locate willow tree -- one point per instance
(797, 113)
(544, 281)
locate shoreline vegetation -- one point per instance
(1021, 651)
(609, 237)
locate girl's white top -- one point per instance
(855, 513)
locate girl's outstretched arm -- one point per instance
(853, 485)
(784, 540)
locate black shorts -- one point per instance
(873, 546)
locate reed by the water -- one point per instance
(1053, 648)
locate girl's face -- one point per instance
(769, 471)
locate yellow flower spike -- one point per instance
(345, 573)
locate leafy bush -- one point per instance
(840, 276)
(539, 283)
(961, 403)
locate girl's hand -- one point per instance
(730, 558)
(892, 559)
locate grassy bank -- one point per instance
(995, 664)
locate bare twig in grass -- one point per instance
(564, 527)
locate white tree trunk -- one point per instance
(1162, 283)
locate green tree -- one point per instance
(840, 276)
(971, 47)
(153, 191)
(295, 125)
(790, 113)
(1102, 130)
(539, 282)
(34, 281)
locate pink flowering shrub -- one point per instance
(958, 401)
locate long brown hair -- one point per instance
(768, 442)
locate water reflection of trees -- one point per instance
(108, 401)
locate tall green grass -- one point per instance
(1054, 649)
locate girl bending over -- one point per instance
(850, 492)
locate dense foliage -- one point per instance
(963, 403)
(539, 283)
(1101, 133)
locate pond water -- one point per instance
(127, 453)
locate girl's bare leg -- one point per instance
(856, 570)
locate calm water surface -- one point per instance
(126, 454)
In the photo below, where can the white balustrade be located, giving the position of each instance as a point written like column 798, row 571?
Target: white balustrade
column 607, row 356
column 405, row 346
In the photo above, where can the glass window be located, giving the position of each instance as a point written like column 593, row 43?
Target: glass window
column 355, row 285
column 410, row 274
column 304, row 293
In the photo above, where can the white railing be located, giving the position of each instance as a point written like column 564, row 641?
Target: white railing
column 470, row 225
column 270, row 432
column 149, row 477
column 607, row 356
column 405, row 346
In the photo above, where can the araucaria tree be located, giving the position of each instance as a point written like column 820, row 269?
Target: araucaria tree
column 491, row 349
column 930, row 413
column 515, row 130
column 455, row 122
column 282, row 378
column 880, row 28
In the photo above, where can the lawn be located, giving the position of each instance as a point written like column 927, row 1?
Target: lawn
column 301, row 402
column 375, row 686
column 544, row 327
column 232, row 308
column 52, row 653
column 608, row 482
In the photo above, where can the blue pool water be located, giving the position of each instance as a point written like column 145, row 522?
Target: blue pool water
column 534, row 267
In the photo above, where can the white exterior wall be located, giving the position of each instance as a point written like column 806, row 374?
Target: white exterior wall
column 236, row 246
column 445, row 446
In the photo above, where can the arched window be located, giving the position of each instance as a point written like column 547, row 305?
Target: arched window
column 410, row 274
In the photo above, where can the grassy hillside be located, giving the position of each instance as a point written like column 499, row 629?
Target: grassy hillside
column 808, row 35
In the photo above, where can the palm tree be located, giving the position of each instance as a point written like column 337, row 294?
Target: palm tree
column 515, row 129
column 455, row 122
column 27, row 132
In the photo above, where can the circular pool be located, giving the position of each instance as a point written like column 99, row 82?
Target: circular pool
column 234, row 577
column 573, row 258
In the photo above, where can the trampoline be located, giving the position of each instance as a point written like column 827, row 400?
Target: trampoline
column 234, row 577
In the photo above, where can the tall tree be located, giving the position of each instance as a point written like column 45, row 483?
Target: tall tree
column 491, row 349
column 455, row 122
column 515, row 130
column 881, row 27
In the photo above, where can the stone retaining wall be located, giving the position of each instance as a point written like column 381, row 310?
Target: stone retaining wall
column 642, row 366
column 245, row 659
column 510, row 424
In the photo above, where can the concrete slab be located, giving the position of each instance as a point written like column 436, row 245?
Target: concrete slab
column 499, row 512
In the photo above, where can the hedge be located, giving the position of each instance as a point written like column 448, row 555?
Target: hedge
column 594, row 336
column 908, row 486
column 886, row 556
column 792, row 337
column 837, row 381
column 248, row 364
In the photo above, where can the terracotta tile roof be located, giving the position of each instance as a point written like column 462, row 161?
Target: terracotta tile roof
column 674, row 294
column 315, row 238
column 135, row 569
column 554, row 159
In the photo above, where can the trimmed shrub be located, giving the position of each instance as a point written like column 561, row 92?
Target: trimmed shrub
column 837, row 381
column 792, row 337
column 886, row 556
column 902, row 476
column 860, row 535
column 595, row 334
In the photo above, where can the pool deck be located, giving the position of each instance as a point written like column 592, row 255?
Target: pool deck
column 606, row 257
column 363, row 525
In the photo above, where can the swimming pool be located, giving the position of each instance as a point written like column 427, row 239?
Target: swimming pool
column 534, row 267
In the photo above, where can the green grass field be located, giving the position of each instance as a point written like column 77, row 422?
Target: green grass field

::::::::

Please go over the data above and copy each line with "field" in it.

* Problem solution
In the photo above, where can the green grass field be located, giving the position of each instance as a point written like column 77, row 422?
Target: green grass field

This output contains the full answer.